**** DATASET RECORDS ****

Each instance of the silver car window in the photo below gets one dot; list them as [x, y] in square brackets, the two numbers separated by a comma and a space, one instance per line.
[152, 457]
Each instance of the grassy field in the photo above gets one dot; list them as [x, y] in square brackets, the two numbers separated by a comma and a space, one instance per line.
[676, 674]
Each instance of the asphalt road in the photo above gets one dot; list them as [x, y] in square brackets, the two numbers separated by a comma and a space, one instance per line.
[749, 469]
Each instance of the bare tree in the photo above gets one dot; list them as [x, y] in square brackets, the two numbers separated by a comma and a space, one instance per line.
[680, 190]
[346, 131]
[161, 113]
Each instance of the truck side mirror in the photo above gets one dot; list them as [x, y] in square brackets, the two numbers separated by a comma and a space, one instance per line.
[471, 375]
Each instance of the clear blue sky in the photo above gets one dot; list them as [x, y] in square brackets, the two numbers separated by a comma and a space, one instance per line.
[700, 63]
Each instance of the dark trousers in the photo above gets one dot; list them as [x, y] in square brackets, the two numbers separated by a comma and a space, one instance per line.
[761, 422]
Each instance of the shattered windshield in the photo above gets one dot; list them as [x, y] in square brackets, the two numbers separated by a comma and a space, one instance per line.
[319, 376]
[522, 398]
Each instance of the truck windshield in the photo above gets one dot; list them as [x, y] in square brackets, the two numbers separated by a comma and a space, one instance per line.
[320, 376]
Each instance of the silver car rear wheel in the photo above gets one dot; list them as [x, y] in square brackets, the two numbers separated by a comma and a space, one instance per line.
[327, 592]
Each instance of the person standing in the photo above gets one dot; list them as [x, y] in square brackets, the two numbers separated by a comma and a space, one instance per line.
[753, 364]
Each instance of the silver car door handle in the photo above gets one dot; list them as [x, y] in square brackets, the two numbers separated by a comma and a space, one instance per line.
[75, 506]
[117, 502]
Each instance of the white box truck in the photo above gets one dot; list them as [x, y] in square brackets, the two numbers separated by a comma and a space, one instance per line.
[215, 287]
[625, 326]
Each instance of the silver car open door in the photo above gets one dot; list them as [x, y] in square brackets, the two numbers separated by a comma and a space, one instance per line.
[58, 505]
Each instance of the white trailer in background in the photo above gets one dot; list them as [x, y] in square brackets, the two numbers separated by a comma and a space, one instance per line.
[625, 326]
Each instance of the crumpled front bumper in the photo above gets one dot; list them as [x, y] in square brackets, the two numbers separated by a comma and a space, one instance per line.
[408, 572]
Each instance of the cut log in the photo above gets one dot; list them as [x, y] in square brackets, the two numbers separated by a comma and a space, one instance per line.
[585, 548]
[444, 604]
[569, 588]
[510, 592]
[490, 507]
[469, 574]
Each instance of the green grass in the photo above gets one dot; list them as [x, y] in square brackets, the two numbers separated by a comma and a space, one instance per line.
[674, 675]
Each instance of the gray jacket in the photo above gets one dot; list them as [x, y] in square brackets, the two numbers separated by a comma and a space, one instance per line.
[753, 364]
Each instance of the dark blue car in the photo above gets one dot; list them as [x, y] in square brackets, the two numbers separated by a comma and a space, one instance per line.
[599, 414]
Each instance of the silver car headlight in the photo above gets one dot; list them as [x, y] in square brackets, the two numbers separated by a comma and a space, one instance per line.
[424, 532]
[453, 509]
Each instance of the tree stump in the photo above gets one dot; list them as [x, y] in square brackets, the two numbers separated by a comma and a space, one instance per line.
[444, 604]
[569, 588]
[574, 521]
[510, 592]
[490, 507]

****

Starting with the line containing "Each instance of the tree" and going on through the end of the material, write out those lines again, requests included. Multiply every coordinate in the answers by 0.3 and round to whole numbers, with halves rounding up.

SOLUTION TO THIS TASK -
Each instance of the tree stump in the photo above gets one dot; list them as [x, y] in square brackets, the two numbers separated by a comma and a space, one instance per line.
[133, 181]
[171, 176]
[172, 156]
[153, 178]
[147, 152]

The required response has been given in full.